* Selected excerpt *
────────────────

Leslie Thomas obituary
Outgoing author best known for The Virgin Soldiers, a comic novel about national service
Dennis Barker
The Guardian
Outgoing author best known for The Virgin Soldiers, a comic novel about national service
Dennis Barker
The Guardian
Wednesday 7 May 2014
Only a few good writers are also good talkers. The novelist and journalist Leslie Thomas, who has died aged 83, was one of them: he could extract on the printed page, on radio and television or in a face-to-face interview good-natured humour from almost anything that life threw at him – including his own bleak orphaned childhood in a Barnardo's home or his national service in Malaya at a time when terrorists attempted to murder as many British troops as possible.
It was his "peacetime" national service – whose humorous possibilities he saw ahead of anyone else – that gave him the idea and material for the novel that made his name and a fortune, The Virgin Soldiers, which was published in 1966 and filmed in 1969 with John Dexter directing. It showed a group of raw young conscripts desperate to get laid while all around them enemies lurked. Thomas had been in that position himself and the bar-girl character Juicy Lucy was based on a Malayan girl who had provided his sexual initiation. She also lost him his lance-corporal's stripe when she threw his trousers out of a window.

────────────────

Continue the Leslie Thomas obituary from the point where it stops.

────────────────

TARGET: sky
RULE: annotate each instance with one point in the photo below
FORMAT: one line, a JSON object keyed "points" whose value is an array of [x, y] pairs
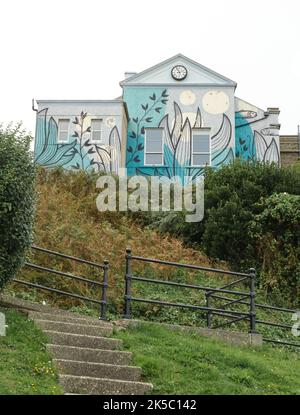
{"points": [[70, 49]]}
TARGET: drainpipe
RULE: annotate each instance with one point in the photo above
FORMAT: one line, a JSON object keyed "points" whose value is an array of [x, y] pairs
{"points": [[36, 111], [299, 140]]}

────────────────

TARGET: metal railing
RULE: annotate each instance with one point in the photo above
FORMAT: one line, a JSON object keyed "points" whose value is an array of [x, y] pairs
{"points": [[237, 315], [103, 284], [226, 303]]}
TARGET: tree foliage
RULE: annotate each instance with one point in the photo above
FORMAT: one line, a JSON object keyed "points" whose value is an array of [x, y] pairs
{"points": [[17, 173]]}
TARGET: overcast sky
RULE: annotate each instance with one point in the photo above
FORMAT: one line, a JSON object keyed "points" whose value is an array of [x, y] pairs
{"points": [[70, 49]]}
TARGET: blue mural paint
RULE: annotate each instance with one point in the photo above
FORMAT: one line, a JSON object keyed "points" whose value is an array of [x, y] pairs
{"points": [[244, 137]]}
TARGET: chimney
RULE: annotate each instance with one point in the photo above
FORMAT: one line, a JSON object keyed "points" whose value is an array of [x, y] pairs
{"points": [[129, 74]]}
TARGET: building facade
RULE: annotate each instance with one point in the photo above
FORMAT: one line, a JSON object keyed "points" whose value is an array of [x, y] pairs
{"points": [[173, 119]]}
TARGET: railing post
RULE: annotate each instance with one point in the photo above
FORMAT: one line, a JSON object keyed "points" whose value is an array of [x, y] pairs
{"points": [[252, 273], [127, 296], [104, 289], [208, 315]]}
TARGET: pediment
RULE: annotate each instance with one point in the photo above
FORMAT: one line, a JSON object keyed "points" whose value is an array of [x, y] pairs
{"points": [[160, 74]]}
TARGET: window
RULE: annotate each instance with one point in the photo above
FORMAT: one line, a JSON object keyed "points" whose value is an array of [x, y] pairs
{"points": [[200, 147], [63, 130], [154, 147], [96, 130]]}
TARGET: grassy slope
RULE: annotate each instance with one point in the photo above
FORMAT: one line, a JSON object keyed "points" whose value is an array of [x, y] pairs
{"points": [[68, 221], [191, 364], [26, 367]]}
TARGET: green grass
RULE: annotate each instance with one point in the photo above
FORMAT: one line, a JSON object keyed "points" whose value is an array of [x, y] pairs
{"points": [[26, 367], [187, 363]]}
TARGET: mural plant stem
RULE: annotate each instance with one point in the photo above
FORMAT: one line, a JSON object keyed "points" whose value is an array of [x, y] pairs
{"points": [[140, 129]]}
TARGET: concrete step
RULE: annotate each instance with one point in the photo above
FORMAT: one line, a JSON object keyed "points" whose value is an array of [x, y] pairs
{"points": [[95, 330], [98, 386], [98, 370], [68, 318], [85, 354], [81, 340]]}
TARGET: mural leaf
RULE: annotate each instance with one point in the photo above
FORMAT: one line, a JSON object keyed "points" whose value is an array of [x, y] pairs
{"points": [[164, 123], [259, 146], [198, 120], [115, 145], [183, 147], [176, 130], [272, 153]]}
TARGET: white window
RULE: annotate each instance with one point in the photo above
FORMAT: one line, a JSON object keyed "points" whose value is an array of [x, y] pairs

────────────────

* Reply *
The timing of the release of the novel in the swinging 60s was perfect, and so was its attitude. It was bawdy, but drew vivid pictures of the bar girls relentlessly in pursuit of money and adept at changing names to whatever film star was popular that week; the conscripts wetting themselves in moments of crisis and discharging their guns in the wrong direction; the often rather limited NCOs doing their best with raw recruits. Its irreverence about military life exactly suited the needs of the era.
That Thomas was able to divine the funny side of almost any situation made for his survival personally and as a writer. His father was a "wandering Welsh sailor" whose home was in Newport, Gwent – a stoker in merchant ships who became domestically violent aftger getting drunk, which was often. When he was on the dole, his wife went with him to collect his money so that he could not spend it on drink before he reached home. When he once came home excessively drunk even by his standards, his wife threw a chamber pot at him. He didn't show himself again for two years: the pot was full.
During the war, Leslie would pray, "Make dad's ship sink." His father was subsequently killed when a torpedo hit his vessel; his mother took to her bed with cancer and died shortly afterwards. Leslie and his brothers were sent to various Barnardo's homes, at one of which the superintendent told the boys that their brains would be turned to milk because of all the filthy things they did at night. "He had some kindness, but it was well-buried," Thomas wrote later, when reporting it all with vivid and usually restrained humour.
To avoid getting beaten up by the bigger boys, Thomas invented stories – and did it so much better than anyone else that his services were constantly called upon. After a visit to Norwich he won a 2s 6d prize for his description of the city.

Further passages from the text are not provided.